■ Objective ■
All entries must be repeated exactly; do not include the pictures.

╭─ Data supplied

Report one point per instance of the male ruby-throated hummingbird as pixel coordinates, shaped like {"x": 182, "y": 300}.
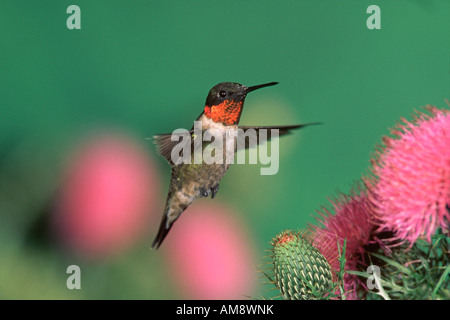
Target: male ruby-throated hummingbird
{"x": 222, "y": 112}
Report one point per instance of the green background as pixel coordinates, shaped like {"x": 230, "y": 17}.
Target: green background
{"x": 146, "y": 67}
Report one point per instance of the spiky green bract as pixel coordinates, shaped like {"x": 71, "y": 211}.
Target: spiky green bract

╰─

■ The result ■
Report one point per instance of the male ruby-throated hummingbird as pixel coordinates, shaped like {"x": 182, "y": 300}.
Target: male ruby-throated hummingbird
{"x": 222, "y": 112}
Report one point per instance of the green background as pixel coordinates, shaped like {"x": 230, "y": 17}.
Target: green background
{"x": 146, "y": 67}
Report one point per instance of the spiky green bract as pixel coordinates, shaped like {"x": 71, "y": 211}.
Target: spiky green bract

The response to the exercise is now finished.